Rewrite each of the entries below, substituting "Trace" for every occurrence of "Outline" and leaving everything else unchanged.
*** Exercise materials ***
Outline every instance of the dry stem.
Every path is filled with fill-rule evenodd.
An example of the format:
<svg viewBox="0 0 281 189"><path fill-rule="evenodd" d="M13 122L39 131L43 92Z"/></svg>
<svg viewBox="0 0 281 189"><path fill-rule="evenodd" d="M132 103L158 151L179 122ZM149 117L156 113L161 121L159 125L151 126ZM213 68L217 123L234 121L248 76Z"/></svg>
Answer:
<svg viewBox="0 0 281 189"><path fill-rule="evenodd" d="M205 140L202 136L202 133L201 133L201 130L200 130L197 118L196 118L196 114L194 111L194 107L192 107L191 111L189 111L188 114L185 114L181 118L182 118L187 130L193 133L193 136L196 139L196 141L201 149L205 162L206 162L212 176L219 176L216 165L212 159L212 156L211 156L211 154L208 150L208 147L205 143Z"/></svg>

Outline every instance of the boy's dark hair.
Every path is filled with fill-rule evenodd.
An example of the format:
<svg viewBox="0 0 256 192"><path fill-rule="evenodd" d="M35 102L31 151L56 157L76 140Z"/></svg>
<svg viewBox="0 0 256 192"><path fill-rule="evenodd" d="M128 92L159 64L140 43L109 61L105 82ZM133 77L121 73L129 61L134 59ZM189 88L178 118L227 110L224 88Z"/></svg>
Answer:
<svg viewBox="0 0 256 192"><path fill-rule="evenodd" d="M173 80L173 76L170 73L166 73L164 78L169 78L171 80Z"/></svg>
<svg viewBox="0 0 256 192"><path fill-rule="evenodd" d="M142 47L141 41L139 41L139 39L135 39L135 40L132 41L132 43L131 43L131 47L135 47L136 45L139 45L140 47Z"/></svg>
***
→ **Answer to this exercise**
Trace every instance of the dry stem.
Every path is filled with fill-rule evenodd.
An example of the format:
<svg viewBox="0 0 281 189"><path fill-rule="evenodd" d="M13 122L39 131L43 92Z"/></svg>
<svg viewBox="0 0 281 189"><path fill-rule="evenodd" d="M132 103L158 151L179 122ZM149 117L156 113L161 121L159 125L151 126ZM213 68L217 123L234 121L248 76Z"/></svg>
Answer:
<svg viewBox="0 0 281 189"><path fill-rule="evenodd" d="M205 140L202 136L202 133L201 133L201 130L200 130L197 118L196 118L196 114L194 111L194 107L192 107L191 111L189 111L188 114L185 114L181 118L182 118L187 130L193 133L193 136L196 139L196 141L201 149L205 162L206 162L212 176L219 176L216 165L212 159L212 156L211 156L211 154L208 150L208 147L205 143Z"/></svg>

Trace every instance of the boy's dark hair.
Every path is filled with fill-rule evenodd.
An example of the format:
<svg viewBox="0 0 256 192"><path fill-rule="evenodd" d="M35 102L31 151L56 157L76 140Z"/></svg>
<svg viewBox="0 0 256 192"><path fill-rule="evenodd" d="M128 92L159 64L140 43L109 61L105 82ZM133 77L121 73L129 61L134 59ZM189 88L178 118L227 110L224 88Z"/></svg>
Answer:
<svg viewBox="0 0 256 192"><path fill-rule="evenodd" d="M173 80L173 76L170 73L166 73L164 78L169 78L171 80Z"/></svg>
<svg viewBox="0 0 256 192"><path fill-rule="evenodd" d="M142 47L141 41L139 41L139 39L135 39L135 40L132 41L132 43L131 43L131 47L135 47L136 45L139 45L140 47Z"/></svg>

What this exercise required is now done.